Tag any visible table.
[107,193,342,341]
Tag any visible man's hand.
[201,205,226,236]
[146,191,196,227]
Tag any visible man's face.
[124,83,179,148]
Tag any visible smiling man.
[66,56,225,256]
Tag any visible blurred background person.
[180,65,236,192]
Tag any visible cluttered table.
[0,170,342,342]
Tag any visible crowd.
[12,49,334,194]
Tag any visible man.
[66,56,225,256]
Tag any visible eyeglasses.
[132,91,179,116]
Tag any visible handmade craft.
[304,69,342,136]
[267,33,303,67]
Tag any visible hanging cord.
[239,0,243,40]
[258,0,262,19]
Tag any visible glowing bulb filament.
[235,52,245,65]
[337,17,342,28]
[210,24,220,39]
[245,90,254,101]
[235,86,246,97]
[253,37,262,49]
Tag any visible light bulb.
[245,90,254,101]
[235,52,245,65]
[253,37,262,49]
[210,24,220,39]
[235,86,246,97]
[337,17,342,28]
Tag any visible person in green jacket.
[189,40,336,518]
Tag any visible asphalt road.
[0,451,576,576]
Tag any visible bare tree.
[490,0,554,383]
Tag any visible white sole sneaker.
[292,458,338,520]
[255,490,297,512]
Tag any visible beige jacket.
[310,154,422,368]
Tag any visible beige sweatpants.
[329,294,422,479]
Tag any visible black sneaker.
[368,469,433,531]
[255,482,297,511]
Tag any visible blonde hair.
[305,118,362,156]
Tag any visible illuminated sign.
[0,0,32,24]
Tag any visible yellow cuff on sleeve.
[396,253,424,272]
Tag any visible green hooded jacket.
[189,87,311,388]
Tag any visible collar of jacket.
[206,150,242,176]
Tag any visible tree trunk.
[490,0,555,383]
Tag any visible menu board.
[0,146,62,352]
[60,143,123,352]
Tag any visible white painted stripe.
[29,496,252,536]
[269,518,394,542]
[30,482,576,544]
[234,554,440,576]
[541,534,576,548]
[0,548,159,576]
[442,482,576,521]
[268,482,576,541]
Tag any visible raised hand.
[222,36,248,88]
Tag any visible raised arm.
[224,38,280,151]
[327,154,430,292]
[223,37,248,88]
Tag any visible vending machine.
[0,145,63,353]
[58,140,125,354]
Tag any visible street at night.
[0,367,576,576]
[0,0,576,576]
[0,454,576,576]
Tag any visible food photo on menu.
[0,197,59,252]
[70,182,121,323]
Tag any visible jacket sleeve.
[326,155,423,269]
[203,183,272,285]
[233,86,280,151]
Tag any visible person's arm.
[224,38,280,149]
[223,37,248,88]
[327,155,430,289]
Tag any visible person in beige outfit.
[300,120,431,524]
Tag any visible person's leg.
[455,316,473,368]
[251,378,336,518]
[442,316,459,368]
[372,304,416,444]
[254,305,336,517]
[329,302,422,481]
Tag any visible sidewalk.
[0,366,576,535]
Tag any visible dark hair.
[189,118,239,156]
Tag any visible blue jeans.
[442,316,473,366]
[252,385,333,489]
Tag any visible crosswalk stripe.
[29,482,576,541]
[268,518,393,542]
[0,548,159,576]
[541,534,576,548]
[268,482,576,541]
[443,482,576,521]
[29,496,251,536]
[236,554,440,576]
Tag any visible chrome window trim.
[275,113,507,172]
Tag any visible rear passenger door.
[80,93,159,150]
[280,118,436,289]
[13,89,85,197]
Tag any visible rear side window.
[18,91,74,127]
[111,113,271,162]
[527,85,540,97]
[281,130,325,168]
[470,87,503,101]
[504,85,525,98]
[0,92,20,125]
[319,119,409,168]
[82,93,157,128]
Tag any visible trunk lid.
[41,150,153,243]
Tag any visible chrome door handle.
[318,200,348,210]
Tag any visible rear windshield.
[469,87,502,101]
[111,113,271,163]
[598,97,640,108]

■ **WORK INSTRUCTIONS**: Reproduce the records word for word, starting at the line containing "Tag any visible vending machine." and ending at the final line of the records, with both ends included.

■ **ANSWER FOR THE TASK**:
Tag any visible vending machine.
[0,145,63,353]
[58,140,125,354]
Tag any visible street at night.
[0,367,576,576]
[0,0,576,576]
[0,454,576,576]
Tag any visible food photo on menu.
[0,197,59,252]
[70,182,121,323]
Tag any visible jacket sleeve.
[326,155,423,269]
[203,183,272,285]
[233,86,280,151]
Tag any visible person's arm.
[224,38,280,149]
[223,37,248,88]
[327,155,430,289]
Tag any visible person in beige outfit.
[300,120,431,524]
Tag any visible person's leg.
[455,316,473,368]
[251,378,336,518]
[442,316,459,368]
[372,304,416,444]
[254,305,336,517]
[329,302,422,481]
Tag any visible sidewalk.
[0,366,576,535]
Tag any visible dark hair.
[189,118,239,156]
Tag any visible blue jeans.
[442,316,473,366]
[252,385,333,489]
Tag any visible crosswalk stripe.
[29,482,576,541]
[268,518,393,542]
[0,548,159,576]
[541,534,576,548]
[268,482,576,541]
[443,482,576,521]
[29,496,251,536]
[236,554,440,576]
Tag any visible chrome window trim.
[275,113,507,172]
Tag any visible rear passenger door.
[80,93,159,150]
[280,118,436,289]
[13,89,85,197]
Tag any visible rear side window.
[18,91,74,127]
[111,113,271,162]
[527,85,540,97]
[281,130,325,168]
[470,87,503,101]
[504,85,525,98]
[0,92,20,125]
[319,119,409,168]
[82,93,157,128]
Tag any visible trunk lid.
[41,150,153,243]
Tag any visible chrome door handle.
[318,200,348,210]
Tag any visible rear windshield.
[469,87,502,101]
[111,113,271,163]
[598,97,640,108]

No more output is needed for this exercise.